▶ _Exercise aim_: Return, word for word, the part of the Ocicat text that begins at the words "They are easily" and stops after the words "very happy breed.".

▶ _Study text_:
────────────────────

The Ocicat originates from an interbreeding of the Abyssinian, Siamese, and the American Shorthair. It is currently the only spotted domestic breed of cat that is bred to appear as a wild cat. Because of the increasing disappearance of the wild spotted cats, due to their natural habitats being destroyed, cat lovers find it very important to continue the interbreeding of the Ocicat, if nothing else, just to have the chance to have an exotic breed, so that wild cats may be left alone in their natural environment, and not captured or poached to satisfy the need for an exotic spotted breed.
The coat of the Ocicat comes in many colors from tawny to chocolate to fawn silver. And the coat will always have the distinctive spotting in whatever color they are found.
The Ocicat is a large breed with a very athletic and muscular look. Their short haired coat shows off their muscular frame, as well as the spots that make them unique. The coat requires no special care, only a routine brushing to remove shedding, and an occasional bath. Their diet is not special, feeding them like any other domestic cat is sufficient. In spite of their “wild cat” appearance, there are no noted health problems related to the Ocicat. Given the proper vaccinations, and routine medical check-ups, they are expected to live long and healthy lives.
Also in spite of their appearance, the Ocicat is not a wild tempered breed. They are a very loving and people oriented cat. Their devotion to their owner is strong and life long. They are not clingy, but do love the attention that you give them, without begging for it. They are perfectly content to sit with you while you read or watch TV, but if you have something pressing to do, they will patiently wait for you to finish, before giving them the love and attention that you will no doubt be prone to bask on them. They do require a little more attention than breeds that aren’t so people oriented, but as long as you ultimately make time to spoil and love them, they are sure to adapt to your routine.
They are easily trained to play fetch, or take a walk on a leash. This is a very adaptive breed, and can be taught voice commands, and the normal household routine. They are also a very good traveling companion. Keep in mind that they become somewhat upset if left alone for too long, however, homes with other cats and dogs may be just what they need. As long as they have companionship, they are a very happy breed.

────────────────────

▶ _Data_:
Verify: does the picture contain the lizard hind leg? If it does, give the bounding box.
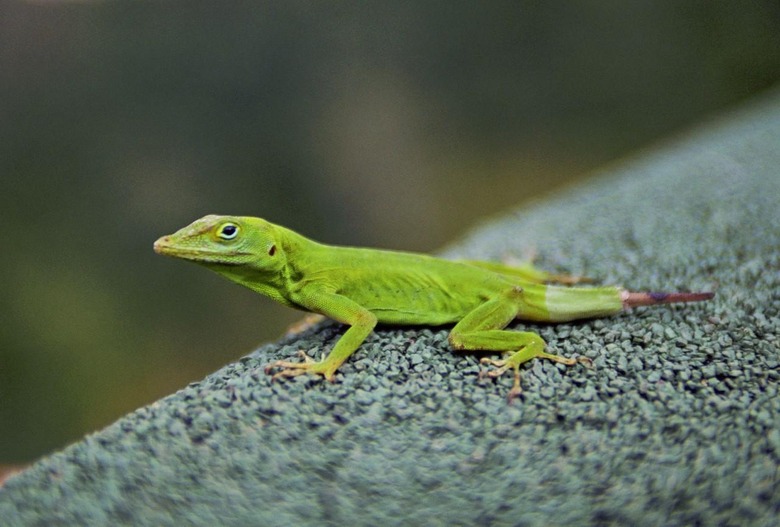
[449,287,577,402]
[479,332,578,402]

────────────────────

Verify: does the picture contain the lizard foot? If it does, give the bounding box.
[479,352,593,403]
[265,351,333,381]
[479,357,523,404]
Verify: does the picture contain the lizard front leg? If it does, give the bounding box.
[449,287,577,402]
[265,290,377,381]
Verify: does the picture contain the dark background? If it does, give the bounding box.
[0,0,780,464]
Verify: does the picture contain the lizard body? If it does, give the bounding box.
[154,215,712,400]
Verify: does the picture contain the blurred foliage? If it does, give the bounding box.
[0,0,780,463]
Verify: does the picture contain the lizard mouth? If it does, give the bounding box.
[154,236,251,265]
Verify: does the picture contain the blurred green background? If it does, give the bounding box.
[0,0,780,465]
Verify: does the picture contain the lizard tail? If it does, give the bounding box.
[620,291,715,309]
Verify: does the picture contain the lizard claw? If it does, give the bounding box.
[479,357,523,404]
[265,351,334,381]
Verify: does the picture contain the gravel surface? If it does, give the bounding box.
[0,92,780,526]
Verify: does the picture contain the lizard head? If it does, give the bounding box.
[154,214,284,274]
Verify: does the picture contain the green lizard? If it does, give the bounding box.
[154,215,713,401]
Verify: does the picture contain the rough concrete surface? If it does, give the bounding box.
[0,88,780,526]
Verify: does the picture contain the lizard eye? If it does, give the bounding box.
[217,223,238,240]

────────────────────

▶ _Written solution_:
They are easily trained to play fetch, or take a walk on a leash. This is a very adaptive breed, and can be taught voice commands, and the normal household routine. They are also a very good traveling companion. Keep in mind that they become somewhat upset if left alone for too long, however, homes with other cats and dogs may be just what they need. As long as they have companionship, they are a very happy breed.